> [Document segment]
________________

Special Educational Needs (with Foundation Year)
 Special Educational Needs (Major).jpg)
UCAS Code: Combined Honours only – see combinations tab|Duration: 4 years|Full Time|Hope Park
UCAS Campus Code: L46
Work placement opportunities|International students can apply|Study Abroad opportunities
About the course
The Special Educational Needs course will help you advocate for disability rights and equality in your career. Over 16 million disabled people live in the UK. Graduates skilled in special educational needs and disability are in demand. They are needed in education, health, social work, and business. This degree values the contributions of disabled people and encourages you to focus on knowledge instead of just needs.
A supportive team of both disabled and non-disabled academics will help you gain skills, knowledge, and confidence to lead in this field. You will learn about the historical, social, and cultural factors that shape our views on special educational needs and disability. Activities will enhance your grasp of academic theories. They will also demonstrate how to use this knowledge in real-world situations. The course benefits from the tutors’ strong professional backgrounds. It also includes insights from guest speakers and partner organisations. These include disabled-led groups, education and care providers, charities, and disability arts organisations.
Liverpool Hope’s Special Educational Needs course is unique. It is led by the Centre for Culture and Disability Studies. This centre is an internationally recognised leader in disability studies research and the only UK research centre focused on disability and culture.
You can also study Special Educational Needs via a single honours degree with the Special Educational Needs & Disability Studies course.
Course structure
Teaching on this degree is structured into lectures, where all students are taught together, seminars of smaller groups, and tutorials. You will also use the University’s Virtual Learning Environment (VLE) Moodle and will have the opportunity for a one-to-one meeting with your tutor each week.
Assessment and feedback
Throughout your three years of study you will have a number of assessments, including a portfolio, essays, written exams, posters, an annotated bibliography, journal analysis and information pack. In your final year you complete a dissertation research project.
You will receive formative and summative feedback. This will include written feedback with opportunities for a one-to-one discussion of feedback with your tutors.
Foundation Year
The Foundation Year is a great opportunity if you have the ability and enthusiasm to study for a degree, but do not yet have the qualifications required to enter directly onto our degree programmes. A significant part of the Foundation Year focuses upon core skills such as academic writing at HE level, becoming an independent learner, structuring academic work, critical thinking, time management and note taking.
Successful completion of the Foundation Year will enable you to progress into the first year (Level C) of your chosen honours degree. Further details can be found here.

________________

> [Extracted data]
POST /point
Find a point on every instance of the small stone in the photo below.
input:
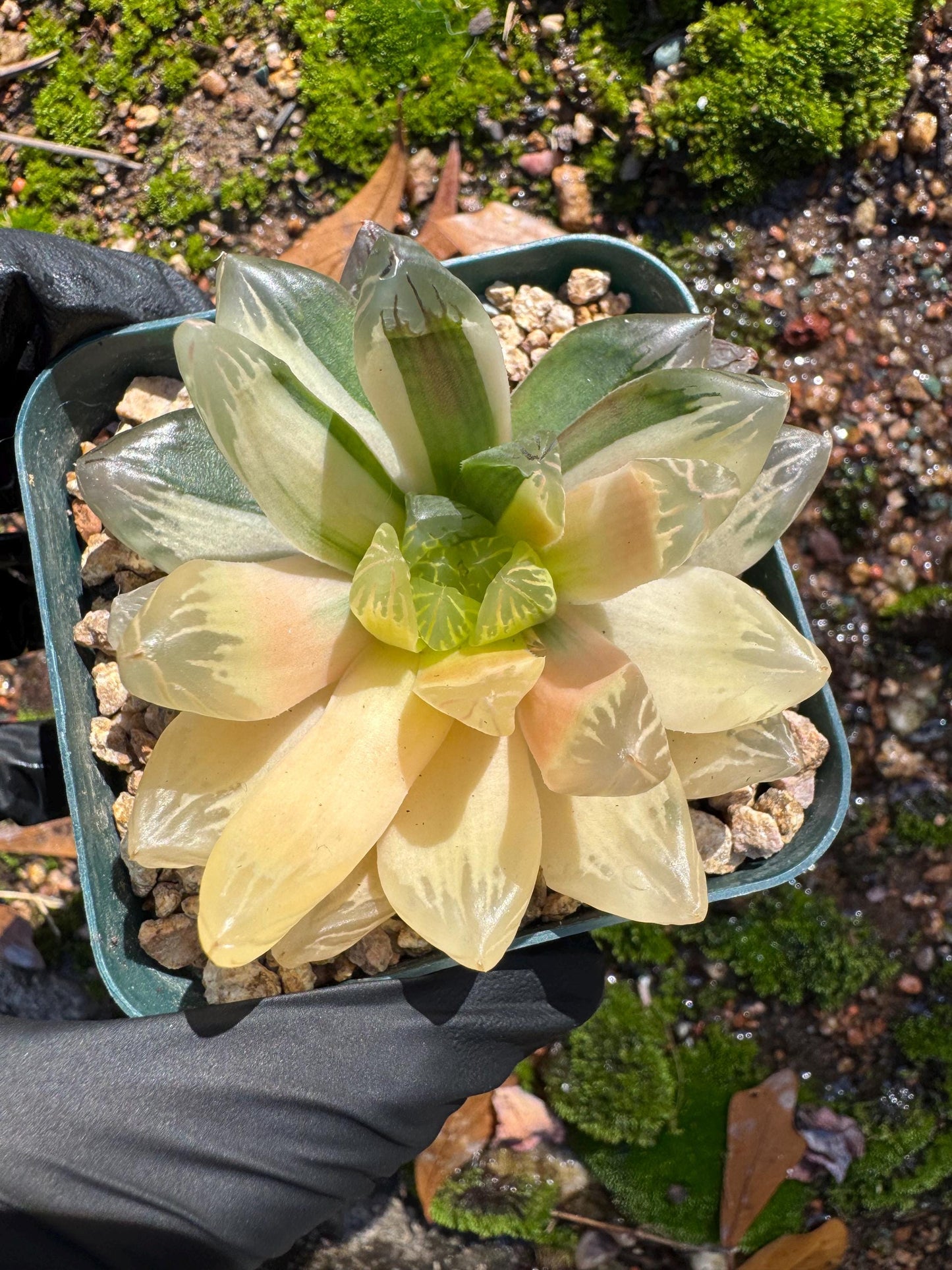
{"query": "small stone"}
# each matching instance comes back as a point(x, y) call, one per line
point(531, 305)
point(517, 364)
point(587, 285)
point(224, 985)
point(714, 841)
point(501, 295)
point(213, 84)
point(560, 318)
point(109, 743)
point(812, 745)
point(744, 797)
point(167, 897)
point(574, 197)
point(149, 397)
point(785, 811)
point(754, 832)
point(920, 132)
point(374, 953)
point(556, 907)
point(296, 978)
point(802, 786)
point(92, 630)
point(111, 693)
point(172, 941)
point(509, 334)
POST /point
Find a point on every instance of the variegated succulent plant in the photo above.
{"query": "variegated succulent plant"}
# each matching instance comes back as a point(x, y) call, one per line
point(427, 638)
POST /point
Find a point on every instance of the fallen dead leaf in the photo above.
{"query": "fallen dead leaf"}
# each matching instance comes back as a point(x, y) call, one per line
point(822, 1249)
point(523, 1122)
point(325, 244)
point(497, 225)
point(462, 1137)
point(762, 1147)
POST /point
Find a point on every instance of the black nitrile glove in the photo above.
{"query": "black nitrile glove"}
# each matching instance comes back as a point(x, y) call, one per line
point(215, 1138)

________________

> [Given task A] According to the course page, which centre leads Liverpool Hope's Special Educational Needs course?
> [Given task B] Reproduce the course page word for word, starting at "Liverpool Hope’s Special" and ending at "Disability Studies course.".
> [Given task C] What core skills does the course page say the Foundation Year focuses on? List all of them.

> [Answer A] The Centre for Culture and Disability Studies

> [Answer B]
Liverpool Hope’s Special Educational Needs course is unique. It is led by the Centre for Culture and Disability Studies. This centre is an internationally recognised leader in disability studies research and the only UK research centre focused on disability and culture.
You can also study Special Educational Needs via a single honours degree with the Special Educational Needs & Disability Studies course.

> [Answer C]
- Academic writing at HE level
- Becoming an independent learner
- Structuring academic work
- Critical thinking
- Time management
- Note taking